__Segmentation dataset items__.
• • • • • • •
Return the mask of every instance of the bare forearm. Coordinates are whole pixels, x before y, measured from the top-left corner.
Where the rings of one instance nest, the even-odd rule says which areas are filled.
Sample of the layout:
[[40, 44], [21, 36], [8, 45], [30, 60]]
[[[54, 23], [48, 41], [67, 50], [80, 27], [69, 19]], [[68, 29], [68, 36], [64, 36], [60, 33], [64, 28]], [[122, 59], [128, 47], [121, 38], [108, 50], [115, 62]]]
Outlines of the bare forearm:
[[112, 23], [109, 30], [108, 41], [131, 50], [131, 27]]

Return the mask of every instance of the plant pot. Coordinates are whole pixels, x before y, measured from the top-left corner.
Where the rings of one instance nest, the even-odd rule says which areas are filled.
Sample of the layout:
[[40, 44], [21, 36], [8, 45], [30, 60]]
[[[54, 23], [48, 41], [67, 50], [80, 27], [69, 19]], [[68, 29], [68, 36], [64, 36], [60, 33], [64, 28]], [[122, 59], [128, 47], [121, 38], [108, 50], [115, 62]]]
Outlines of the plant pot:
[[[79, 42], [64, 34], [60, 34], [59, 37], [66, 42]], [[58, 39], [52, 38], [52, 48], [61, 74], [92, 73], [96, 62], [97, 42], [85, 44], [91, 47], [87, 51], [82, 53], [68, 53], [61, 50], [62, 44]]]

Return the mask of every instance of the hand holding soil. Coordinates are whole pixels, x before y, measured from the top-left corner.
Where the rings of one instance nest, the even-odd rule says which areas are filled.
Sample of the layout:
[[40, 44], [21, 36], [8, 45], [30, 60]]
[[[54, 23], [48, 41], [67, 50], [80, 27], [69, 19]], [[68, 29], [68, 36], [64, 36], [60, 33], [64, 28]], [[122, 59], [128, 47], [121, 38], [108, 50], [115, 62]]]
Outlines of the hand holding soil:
• • • • • • •
__EXERCISE GOAL__.
Rewrite the items from the line containing "Return the mask of every instance of the hand" through the end of the items, both included, substituting "cupped hand" for "hand holding soil" and leaving everything else unchanged.

__SOLUTION BELOW__.
Return the mask of every instance of the cupped hand. Coordinates are whole pixels, x before y, measured from the top-left corner.
Where the rings of one instance nest, the even-odd rule says which areas are filled.
Sample of the layout:
[[40, 44], [21, 36], [8, 45], [30, 60]]
[[[54, 23], [48, 41], [67, 50], [80, 27], [69, 19]], [[68, 29], [68, 36], [64, 36], [60, 33], [64, 28]], [[122, 59], [128, 47], [121, 38], [108, 50], [115, 62]]]
Outlines of the cupped hand:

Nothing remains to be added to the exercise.